TASK INSTRUCTIONS = Carry on the article below about Ramaphosa's role at Marikana, writing what comes after its last paragraph.

/ 18 January 2013

Marikana not Ramaphosa’s finest moment

Marikana Not Ramaphosa's Finest Moment

Cyril Ramaphosa, elected last month as ANC deputy president, enjoys a reputation that is in many ways untarnished. One important case in which questions have been raised about his actions, though, concerns his intervention on the day before last year's August 16 Marikana massacre in which police killed 34 miners.

In October, advocate Dali Mpofu, representing injured miners at the Farlam commission of inquiry, drew attention to a number of emails ­circulated between Ramaphosa and senior Lonmin and government officials.

At the time, Ramaphosa was a highly respected member of both the ANC national executive committee and the Lonmin board. As a result, his views are likely to have been considered important by other key role players. They are likely to have had a significant influence on the decisions taken to resolve the situation.

Ramaphosa's messages would appear to confirm that government officials at the very highest level, including Safety and Security Minister Nathi Mthethwa, were engaged in what was happening at Marikana and played a role in shaping the police response.

INFORMATION SHOWN =
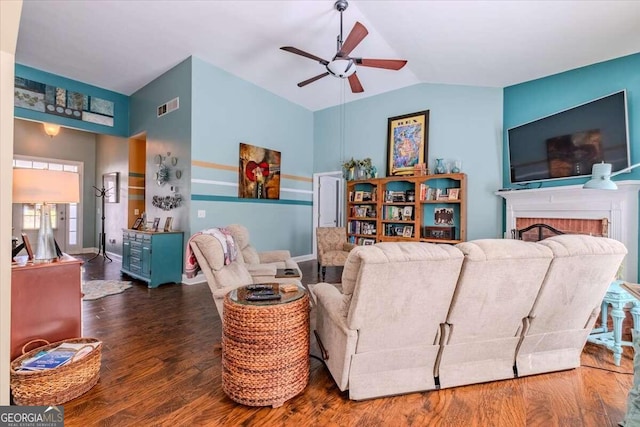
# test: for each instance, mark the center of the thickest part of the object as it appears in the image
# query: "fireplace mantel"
(620, 207)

RESULT OF THIS TASK =
In one message to a senior Lonmin official, Ramaphosa said that the "terrible events that have unfolded cannot be described as a labour dispute. They are plainly dastardly criminal and call for concomitant action".

In another message, he indicated that "we are essentially dealing with a criminal act" and that he had "said as much" to Mthethwa.

Inappropriate
It was, of course, valid for Ramaphosa to be concerned about  criminal acts. As he emphasised in his recent interview with CNN's Christiane Amanpour, at the time when he sent the messages, a number of people, including several miners, two mine security officers and two policemen had already been killed.

Nevertheless, it remained inappropriate to characterise the strike in its entirety as criminal.

It is also important to understand the reasons for the extreme violence that had taken place. The information available indicates that, five days before the massacre, a group of men from the National Union of Mineworkers (NUM) office at Marikana shot at a group of miners who were marching towards the office, injuring several of them.

This shooting and the failure of the police to take any action to apprehend those responsible appears to have precipitated the decision by the striking rock drill operators to arm themselves in their own defence, a decision that was integral to the escalation of violence that followed.

This shooting has apparently been conceded to by the NUM. In his cross-examination by Lonmin's ­lawyer, Schalk Burger, the Association of Mineworkers and Construction Union's Joseph Matunjwa apologised for his earlier assertion that people had been killed in the shooting. But he remained adamant that it had taken place. The NUM's legal counsel did not dispute this.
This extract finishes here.